Rows ::
○ ○ ○ ○ ○ ○ ○
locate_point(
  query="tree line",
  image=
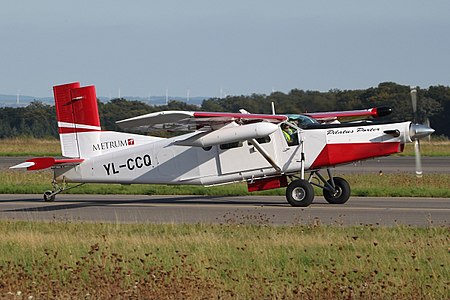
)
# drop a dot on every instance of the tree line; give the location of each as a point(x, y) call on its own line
point(39, 120)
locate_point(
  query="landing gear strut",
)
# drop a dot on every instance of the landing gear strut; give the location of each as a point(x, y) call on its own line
point(49, 196)
point(300, 192)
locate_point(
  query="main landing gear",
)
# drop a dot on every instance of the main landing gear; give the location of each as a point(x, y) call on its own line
point(300, 192)
point(49, 196)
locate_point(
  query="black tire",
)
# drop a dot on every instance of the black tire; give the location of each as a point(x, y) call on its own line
point(342, 191)
point(300, 193)
point(48, 197)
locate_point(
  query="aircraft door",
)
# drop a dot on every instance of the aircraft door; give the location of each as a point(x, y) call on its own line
point(243, 156)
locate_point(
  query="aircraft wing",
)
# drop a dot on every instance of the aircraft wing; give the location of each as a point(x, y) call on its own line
point(350, 115)
point(46, 162)
point(189, 120)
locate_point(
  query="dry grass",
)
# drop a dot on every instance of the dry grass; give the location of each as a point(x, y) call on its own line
point(393, 185)
point(104, 261)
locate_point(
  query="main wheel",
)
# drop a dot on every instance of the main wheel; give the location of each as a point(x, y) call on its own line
point(48, 197)
point(342, 191)
point(300, 193)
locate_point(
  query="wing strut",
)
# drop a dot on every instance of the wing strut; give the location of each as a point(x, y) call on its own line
point(265, 154)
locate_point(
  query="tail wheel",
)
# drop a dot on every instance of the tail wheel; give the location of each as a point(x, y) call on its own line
point(49, 196)
point(300, 193)
point(342, 193)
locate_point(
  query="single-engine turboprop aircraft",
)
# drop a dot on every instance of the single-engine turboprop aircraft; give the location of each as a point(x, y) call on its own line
point(266, 151)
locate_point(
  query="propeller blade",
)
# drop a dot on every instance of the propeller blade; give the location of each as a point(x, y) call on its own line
point(427, 123)
point(414, 103)
point(418, 158)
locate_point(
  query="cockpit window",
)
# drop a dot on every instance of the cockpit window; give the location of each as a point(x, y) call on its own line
point(302, 121)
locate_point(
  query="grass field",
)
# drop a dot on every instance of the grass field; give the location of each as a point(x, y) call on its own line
point(393, 185)
point(51, 147)
point(100, 261)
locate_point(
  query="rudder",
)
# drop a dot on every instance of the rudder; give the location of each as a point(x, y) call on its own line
point(77, 112)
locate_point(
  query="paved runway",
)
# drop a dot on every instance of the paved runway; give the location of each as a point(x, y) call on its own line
point(272, 210)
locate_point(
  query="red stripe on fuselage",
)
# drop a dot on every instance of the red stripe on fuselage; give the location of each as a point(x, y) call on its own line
point(335, 154)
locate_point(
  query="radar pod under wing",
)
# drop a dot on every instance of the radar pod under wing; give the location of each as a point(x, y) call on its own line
point(189, 120)
point(40, 163)
point(351, 115)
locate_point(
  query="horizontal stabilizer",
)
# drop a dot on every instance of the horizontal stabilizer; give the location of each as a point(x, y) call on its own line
point(41, 163)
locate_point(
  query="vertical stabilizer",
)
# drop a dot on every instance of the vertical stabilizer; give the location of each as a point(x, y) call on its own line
point(77, 114)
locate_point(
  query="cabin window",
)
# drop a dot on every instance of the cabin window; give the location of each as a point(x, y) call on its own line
point(263, 140)
point(231, 145)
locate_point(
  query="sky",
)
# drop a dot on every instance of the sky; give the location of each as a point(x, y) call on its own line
point(216, 47)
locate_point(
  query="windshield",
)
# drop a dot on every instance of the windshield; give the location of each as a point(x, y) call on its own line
point(302, 120)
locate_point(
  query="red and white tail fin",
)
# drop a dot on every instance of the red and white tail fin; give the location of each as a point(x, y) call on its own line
point(79, 124)
point(78, 119)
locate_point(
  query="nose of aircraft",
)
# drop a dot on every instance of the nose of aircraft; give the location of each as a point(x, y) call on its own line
point(418, 131)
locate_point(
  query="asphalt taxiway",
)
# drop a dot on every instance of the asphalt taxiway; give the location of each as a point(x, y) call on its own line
point(270, 210)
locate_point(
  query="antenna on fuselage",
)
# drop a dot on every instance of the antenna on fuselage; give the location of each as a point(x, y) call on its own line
point(167, 96)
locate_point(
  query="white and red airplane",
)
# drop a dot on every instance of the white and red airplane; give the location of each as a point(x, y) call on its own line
point(218, 148)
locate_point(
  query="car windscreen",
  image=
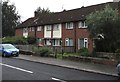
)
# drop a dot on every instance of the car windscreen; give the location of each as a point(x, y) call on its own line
point(8, 47)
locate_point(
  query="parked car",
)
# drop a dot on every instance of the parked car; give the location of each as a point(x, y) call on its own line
point(8, 50)
point(118, 69)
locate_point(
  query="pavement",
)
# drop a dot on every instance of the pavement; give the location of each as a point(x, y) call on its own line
point(84, 66)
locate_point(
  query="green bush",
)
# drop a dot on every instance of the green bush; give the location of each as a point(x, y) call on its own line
point(31, 40)
point(42, 51)
point(83, 52)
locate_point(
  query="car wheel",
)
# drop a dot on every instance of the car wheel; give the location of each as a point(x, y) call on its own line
point(3, 54)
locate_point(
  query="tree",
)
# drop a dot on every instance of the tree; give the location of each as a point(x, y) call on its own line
point(106, 23)
point(43, 11)
point(10, 19)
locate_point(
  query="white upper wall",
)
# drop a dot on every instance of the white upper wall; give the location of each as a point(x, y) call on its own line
point(57, 31)
point(47, 31)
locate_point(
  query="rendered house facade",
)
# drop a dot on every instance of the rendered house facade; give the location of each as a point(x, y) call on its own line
point(66, 29)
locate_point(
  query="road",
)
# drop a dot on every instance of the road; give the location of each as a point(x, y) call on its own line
point(16, 69)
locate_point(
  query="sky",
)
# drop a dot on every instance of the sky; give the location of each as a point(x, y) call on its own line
point(26, 8)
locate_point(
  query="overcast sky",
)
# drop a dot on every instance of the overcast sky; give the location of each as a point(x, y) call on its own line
point(26, 8)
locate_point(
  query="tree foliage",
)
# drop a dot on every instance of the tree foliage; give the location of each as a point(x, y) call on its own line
point(10, 19)
point(107, 23)
point(44, 11)
point(39, 11)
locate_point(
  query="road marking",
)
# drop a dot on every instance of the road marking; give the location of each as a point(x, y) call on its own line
point(56, 79)
point(16, 68)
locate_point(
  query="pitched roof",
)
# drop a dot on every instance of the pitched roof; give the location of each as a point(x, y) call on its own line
point(65, 16)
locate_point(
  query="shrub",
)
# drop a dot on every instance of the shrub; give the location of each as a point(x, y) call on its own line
point(42, 51)
point(14, 40)
point(117, 54)
point(31, 40)
point(83, 52)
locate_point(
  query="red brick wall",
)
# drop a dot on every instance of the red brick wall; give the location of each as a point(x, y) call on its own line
point(80, 33)
point(67, 33)
point(40, 34)
point(18, 32)
point(83, 33)
point(32, 33)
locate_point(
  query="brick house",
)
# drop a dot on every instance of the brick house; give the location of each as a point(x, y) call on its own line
point(67, 28)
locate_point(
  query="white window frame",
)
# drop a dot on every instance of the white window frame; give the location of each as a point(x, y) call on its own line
point(56, 27)
point(85, 41)
point(82, 24)
point(68, 40)
point(56, 42)
point(25, 30)
point(69, 25)
point(48, 27)
point(39, 28)
point(32, 29)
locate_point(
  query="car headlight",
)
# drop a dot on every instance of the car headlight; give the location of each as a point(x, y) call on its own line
point(8, 51)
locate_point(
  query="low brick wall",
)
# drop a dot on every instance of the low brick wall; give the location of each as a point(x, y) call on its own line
point(94, 60)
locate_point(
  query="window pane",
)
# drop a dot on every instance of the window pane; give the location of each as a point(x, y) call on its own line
point(70, 42)
point(82, 43)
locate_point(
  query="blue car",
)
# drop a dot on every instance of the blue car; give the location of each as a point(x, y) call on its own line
point(8, 50)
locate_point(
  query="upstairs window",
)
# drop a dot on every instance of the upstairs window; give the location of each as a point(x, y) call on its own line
point(39, 28)
point(81, 24)
point(82, 43)
point(30, 29)
point(25, 30)
point(33, 29)
point(56, 27)
point(48, 27)
point(68, 42)
point(69, 25)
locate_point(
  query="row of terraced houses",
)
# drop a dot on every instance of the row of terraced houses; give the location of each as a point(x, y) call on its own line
point(67, 28)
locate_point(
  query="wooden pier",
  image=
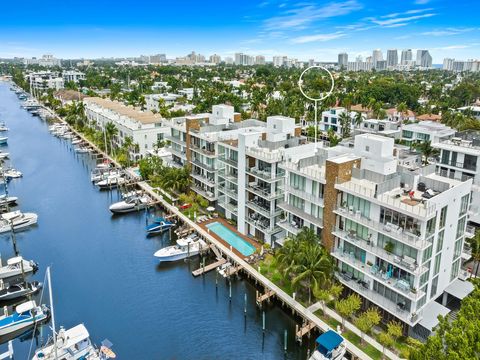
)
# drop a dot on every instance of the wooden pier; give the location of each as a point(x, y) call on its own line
point(208, 268)
point(264, 297)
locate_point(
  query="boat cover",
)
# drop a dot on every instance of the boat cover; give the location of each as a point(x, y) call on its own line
point(328, 341)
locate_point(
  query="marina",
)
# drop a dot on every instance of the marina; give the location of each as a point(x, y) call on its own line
point(104, 269)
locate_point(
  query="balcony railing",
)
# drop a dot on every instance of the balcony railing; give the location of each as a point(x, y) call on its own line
point(304, 195)
point(401, 286)
point(381, 301)
point(385, 229)
point(406, 263)
point(301, 214)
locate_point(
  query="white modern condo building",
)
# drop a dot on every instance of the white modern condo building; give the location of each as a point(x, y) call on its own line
point(396, 234)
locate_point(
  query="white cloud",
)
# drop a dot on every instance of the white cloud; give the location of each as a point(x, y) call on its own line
point(302, 16)
point(317, 37)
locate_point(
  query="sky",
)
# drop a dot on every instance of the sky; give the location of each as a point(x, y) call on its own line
point(301, 29)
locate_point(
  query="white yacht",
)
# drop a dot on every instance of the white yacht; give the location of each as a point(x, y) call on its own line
point(16, 266)
point(330, 346)
point(16, 220)
point(71, 344)
point(185, 247)
point(131, 203)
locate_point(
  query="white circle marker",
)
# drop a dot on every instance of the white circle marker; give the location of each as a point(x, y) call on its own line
point(322, 96)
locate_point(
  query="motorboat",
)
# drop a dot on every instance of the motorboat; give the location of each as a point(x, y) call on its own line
point(17, 266)
point(72, 344)
point(132, 203)
point(11, 291)
point(7, 200)
point(111, 182)
point(24, 317)
point(82, 150)
point(158, 226)
point(185, 247)
point(12, 174)
point(16, 220)
point(330, 346)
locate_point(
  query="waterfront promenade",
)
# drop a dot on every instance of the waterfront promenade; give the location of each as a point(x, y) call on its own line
point(282, 296)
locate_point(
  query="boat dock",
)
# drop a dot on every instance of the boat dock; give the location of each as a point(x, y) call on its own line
point(209, 267)
point(222, 252)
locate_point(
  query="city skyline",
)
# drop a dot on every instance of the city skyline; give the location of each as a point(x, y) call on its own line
point(299, 30)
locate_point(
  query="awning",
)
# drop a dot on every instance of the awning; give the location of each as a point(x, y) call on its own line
point(459, 289)
point(328, 341)
point(430, 314)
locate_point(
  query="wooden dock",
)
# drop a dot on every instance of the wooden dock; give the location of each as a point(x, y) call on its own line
point(208, 268)
point(304, 330)
point(266, 296)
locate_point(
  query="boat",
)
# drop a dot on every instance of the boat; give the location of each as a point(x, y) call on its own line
point(7, 200)
point(330, 346)
point(132, 203)
point(16, 220)
point(111, 182)
point(25, 316)
point(12, 174)
point(11, 291)
point(17, 266)
point(158, 226)
point(185, 247)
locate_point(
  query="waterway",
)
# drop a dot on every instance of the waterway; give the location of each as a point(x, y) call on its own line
point(103, 269)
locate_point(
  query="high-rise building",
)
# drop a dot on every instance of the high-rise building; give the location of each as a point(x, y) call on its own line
point(377, 55)
point(448, 64)
point(343, 60)
point(215, 59)
point(259, 60)
point(423, 59)
point(406, 56)
point(392, 57)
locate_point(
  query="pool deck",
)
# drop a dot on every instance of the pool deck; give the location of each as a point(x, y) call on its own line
point(222, 221)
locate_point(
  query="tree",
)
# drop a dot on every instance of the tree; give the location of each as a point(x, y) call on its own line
point(345, 123)
point(386, 340)
point(347, 307)
point(367, 320)
point(474, 244)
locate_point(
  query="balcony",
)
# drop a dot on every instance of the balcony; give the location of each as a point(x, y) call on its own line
point(265, 192)
point(304, 195)
point(401, 286)
point(203, 179)
point(266, 175)
point(228, 161)
point(380, 301)
point(210, 196)
point(289, 227)
point(405, 263)
point(301, 214)
point(207, 167)
point(385, 229)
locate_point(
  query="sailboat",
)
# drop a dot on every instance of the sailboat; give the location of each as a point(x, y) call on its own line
point(71, 344)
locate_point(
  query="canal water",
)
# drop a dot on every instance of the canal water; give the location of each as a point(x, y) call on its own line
point(103, 269)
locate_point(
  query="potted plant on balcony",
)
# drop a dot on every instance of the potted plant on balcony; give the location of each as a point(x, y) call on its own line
point(389, 246)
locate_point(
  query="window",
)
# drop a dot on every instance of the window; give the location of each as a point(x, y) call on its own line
point(443, 216)
point(436, 267)
point(464, 204)
point(441, 234)
point(461, 227)
point(455, 267)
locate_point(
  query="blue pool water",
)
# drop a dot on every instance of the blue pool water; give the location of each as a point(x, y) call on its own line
point(233, 239)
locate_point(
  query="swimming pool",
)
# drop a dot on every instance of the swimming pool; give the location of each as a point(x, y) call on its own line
point(233, 239)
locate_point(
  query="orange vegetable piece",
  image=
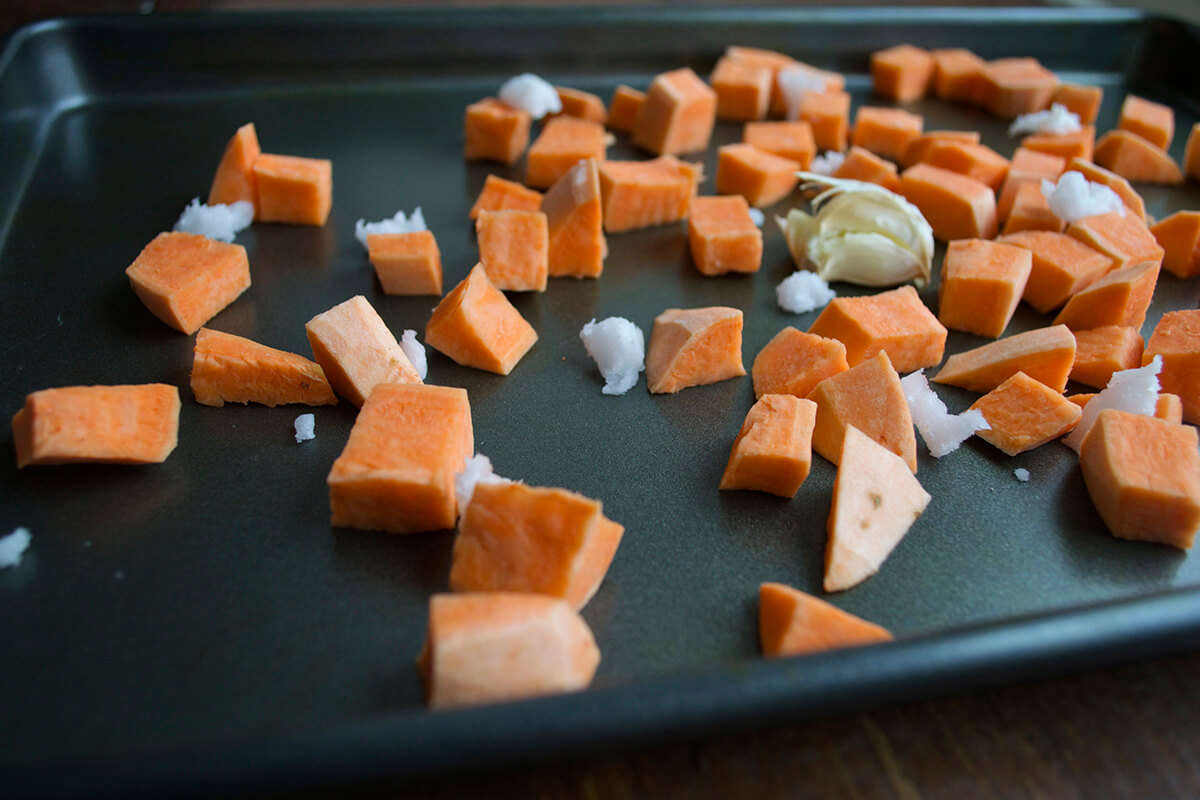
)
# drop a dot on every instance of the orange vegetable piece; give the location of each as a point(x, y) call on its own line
point(105, 425)
point(514, 248)
point(886, 131)
point(895, 322)
point(228, 368)
point(875, 503)
point(957, 206)
point(397, 469)
point(1044, 354)
point(761, 178)
point(495, 131)
point(517, 537)
point(1009, 88)
point(501, 194)
point(407, 264)
point(185, 280)
point(721, 235)
point(982, 282)
point(677, 115)
point(1101, 352)
point(575, 220)
point(773, 451)
point(563, 142)
point(645, 193)
point(624, 107)
point(234, 179)
point(1135, 158)
point(793, 362)
point(792, 623)
point(1180, 239)
point(503, 645)
point(1062, 265)
point(1120, 298)
point(867, 397)
point(1144, 477)
point(1177, 340)
point(903, 73)
point(293, 190)
point(477, 326)
point(357, 350)
point(1152, 121)
point(792, 140)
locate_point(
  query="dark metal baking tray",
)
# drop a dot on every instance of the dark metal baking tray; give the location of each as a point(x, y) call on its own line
point(198, 629)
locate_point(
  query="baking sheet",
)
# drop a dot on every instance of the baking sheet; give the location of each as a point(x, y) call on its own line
point(198, 626)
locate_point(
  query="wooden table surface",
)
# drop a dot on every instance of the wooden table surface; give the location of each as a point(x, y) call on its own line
point(1131, 731)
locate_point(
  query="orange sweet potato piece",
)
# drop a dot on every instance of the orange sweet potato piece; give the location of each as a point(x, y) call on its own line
point(495, 131)
point(1135, 158)
point(895, 322)
point(903, 73)
point(694, 347)
point(793, 362)
point(867, 397)
point(357, 350)
point(477, 326)
point(1180, 238)
point(982, 282)
point(957, 206)
point(1144, 477)
point(228, 368)
point(574, 214)
point(503, 645)
point(645, 193)
point(397, 469)
point(1101, 352)
point(517, 537)
point(293, 190)
point(677, 115)
point(793, 623)
point(773, 451)
point(234, 179)
point(1044, 354)
point(563, 142)
point(106, 425)
point(721, 235)
point(185, 280)
point(501, 194)
point(875, 503)
point(514, 248)
point(407, 264)
point(1025, 414)
point(1062, 266)
point(1177, 340)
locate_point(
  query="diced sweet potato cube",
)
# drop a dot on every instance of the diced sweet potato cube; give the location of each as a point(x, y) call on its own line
point(773, 451)
point(477, 326)
point(517, 537)
point(495, 131)
point(357, 350)
point(185, 280)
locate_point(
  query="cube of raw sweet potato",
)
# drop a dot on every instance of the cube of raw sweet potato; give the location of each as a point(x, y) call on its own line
point(397, 469)
point(773, 451)
point(478, 326)
point(693, 347)
point(982, 282)
point(294, 190)
point(407, 264)
point(721, 235)
point(186, 278)
point(677, 115)
point(517, 537)
point(495, 131)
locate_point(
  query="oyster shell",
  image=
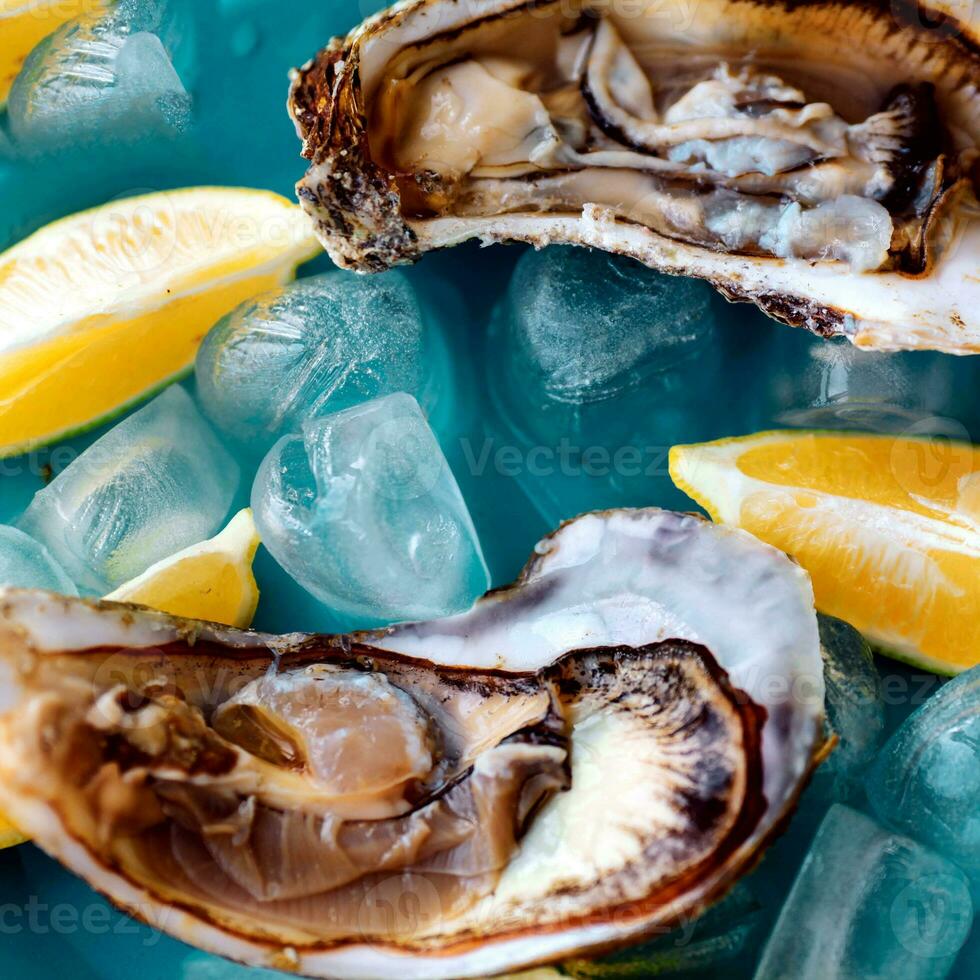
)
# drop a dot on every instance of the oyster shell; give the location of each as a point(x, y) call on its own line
point(816, 157)
point(634, 718)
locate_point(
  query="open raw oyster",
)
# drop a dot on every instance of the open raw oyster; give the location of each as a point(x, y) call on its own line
point(816, 157)
point(591, 754)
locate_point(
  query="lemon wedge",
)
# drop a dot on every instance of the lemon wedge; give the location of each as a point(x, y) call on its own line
point(25, 23)
point(212, 580)
point(887, 527)
point(9, 834)
point(101, 309)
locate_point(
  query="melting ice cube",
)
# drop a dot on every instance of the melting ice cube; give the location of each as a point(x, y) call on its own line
point(596, 366)
point(157, 482)
point(107, 76)
point(364, 512)
point(868, 903)
point(26, 564)
point(315, 347)
point(926, 780)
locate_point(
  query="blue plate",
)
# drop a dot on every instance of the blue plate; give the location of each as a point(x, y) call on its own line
point(52, 924)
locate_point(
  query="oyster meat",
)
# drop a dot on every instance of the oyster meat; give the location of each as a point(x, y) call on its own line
point(815, 157)
point(591, 754)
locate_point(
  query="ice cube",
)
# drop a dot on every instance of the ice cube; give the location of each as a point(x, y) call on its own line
point(364, 512)
point(585, 341)
point(868, 903)
point(157, 482)
point(925, 782)
point(26, 564)
point(819, 383)
point(103, 76)
point(596, 366)
point(855, 710)
point(316, 347)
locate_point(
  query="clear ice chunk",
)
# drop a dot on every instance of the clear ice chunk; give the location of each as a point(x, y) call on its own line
point(157, 482)
point(855, 709)
point(316, 347)
point(364, 512)
point(818, 383)
point(926, 780)
point(596, 365)
point(106, 76)
point(26, 564)
point(868, 903)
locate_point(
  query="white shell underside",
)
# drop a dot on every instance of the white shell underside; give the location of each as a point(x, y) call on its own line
point(882, 311)
point(623, 577)
point(938, 310)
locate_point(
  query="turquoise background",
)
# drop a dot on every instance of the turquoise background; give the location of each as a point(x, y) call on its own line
○ ○ ○ ○ ○ ○ ○
Work to be completed :: Show every line of the records that contains the string 'single', with case counting.

Solution for this problem ::
  query="single-engine turboprop aircraft",
# drop a dot on every instance of the single-engine turboprop aircraft; give the location of each as a point(x, y) call on its own line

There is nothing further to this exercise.